begin

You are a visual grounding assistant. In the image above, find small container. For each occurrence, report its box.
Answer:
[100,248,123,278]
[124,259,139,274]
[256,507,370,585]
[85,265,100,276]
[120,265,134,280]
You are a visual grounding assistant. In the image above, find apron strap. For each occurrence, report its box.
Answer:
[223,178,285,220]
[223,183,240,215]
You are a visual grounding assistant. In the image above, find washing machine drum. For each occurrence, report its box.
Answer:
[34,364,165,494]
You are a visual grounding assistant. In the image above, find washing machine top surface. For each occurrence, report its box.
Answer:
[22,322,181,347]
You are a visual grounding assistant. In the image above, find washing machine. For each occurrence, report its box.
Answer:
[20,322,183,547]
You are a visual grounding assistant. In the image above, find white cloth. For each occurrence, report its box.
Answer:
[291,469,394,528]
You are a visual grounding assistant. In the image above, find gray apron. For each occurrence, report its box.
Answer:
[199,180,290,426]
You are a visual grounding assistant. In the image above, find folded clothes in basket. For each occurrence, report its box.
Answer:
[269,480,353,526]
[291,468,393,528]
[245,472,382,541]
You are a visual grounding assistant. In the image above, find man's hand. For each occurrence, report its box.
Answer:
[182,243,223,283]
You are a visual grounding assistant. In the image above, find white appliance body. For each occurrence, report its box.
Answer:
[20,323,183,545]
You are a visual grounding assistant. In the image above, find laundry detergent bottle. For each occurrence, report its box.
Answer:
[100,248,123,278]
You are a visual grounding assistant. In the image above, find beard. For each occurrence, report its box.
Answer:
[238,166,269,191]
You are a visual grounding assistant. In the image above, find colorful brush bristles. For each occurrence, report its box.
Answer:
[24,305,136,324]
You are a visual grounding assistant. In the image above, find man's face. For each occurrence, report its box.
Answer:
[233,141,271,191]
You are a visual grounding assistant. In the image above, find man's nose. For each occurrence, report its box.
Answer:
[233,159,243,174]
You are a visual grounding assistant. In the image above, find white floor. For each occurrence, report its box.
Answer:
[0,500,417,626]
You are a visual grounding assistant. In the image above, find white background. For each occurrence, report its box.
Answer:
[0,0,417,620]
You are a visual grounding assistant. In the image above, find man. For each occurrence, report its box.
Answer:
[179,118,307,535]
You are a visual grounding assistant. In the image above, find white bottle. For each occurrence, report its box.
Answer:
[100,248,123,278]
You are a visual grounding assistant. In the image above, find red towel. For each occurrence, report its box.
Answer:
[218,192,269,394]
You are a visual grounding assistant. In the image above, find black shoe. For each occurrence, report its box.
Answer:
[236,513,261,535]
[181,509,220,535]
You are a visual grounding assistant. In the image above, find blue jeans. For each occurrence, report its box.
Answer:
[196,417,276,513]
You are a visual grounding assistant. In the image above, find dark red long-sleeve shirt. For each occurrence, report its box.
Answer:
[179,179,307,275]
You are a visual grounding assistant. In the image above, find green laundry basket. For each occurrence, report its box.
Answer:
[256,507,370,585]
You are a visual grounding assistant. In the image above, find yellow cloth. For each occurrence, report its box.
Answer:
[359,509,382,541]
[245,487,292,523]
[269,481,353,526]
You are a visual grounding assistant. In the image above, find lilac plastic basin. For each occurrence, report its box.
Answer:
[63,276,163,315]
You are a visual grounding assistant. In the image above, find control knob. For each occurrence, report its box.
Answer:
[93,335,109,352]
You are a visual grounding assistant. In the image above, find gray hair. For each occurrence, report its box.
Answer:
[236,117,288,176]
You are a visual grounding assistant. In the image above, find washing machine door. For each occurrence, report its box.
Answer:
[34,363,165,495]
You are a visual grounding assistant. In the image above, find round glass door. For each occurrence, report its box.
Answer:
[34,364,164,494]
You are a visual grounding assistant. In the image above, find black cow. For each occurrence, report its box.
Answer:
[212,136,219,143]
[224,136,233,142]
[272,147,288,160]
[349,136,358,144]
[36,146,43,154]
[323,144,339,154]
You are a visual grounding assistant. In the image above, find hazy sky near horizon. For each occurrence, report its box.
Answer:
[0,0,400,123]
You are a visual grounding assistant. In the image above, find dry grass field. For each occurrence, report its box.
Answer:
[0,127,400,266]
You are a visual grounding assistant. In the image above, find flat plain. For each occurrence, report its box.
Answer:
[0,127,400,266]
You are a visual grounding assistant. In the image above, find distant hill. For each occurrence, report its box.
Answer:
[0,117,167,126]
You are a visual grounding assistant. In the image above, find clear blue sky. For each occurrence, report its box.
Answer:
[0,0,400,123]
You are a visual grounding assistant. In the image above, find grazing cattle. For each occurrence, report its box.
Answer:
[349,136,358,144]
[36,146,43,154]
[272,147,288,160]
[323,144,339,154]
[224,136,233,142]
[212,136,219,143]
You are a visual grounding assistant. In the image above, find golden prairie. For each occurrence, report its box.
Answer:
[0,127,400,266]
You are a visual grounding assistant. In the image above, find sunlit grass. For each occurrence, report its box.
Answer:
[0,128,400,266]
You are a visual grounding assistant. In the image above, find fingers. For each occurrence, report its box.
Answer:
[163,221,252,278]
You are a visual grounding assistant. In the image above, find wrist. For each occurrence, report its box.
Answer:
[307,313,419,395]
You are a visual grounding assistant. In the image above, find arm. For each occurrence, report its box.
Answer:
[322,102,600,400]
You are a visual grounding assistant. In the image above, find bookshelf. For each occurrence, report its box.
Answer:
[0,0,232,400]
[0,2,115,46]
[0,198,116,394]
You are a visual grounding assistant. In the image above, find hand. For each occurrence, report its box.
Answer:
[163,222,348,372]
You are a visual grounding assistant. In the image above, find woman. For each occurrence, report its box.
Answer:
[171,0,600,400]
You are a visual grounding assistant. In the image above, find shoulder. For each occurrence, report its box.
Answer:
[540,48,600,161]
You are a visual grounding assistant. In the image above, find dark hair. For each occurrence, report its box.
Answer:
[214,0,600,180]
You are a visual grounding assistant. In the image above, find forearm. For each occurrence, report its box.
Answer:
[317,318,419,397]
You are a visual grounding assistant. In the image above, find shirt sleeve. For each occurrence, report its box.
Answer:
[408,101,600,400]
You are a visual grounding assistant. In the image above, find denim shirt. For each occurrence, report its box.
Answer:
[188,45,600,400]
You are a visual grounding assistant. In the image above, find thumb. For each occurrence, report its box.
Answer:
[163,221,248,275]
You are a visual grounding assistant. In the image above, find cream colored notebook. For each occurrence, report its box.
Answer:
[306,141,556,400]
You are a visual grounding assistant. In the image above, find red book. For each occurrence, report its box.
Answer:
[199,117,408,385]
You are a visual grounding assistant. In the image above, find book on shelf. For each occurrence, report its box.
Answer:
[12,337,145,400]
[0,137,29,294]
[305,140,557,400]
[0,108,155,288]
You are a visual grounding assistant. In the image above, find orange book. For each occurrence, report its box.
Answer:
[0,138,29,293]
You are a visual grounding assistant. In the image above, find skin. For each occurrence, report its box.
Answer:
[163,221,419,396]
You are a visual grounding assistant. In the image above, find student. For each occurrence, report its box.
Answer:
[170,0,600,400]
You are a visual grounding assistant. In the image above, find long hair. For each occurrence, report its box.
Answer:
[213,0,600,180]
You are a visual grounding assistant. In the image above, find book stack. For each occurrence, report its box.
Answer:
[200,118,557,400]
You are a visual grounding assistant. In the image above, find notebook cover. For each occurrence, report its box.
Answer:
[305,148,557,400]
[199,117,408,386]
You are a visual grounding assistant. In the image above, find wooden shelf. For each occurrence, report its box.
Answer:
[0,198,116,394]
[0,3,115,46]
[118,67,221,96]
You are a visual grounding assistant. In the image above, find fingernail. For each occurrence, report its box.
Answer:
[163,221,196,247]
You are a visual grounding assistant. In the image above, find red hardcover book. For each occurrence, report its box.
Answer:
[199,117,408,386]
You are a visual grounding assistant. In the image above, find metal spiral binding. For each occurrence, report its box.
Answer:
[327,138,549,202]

end

→ TASK TO COMPLETE
Which of the lines above contain the word "notebook"? Show each of them in full.

→ WORKED SOLUTION
You are a visual grounding assistant. In the image above, find cream colored notebook. For each occurrence, report its box.
You are a visual grounding assistant. In the image above, find notebook cover. For each occurrence, report its box.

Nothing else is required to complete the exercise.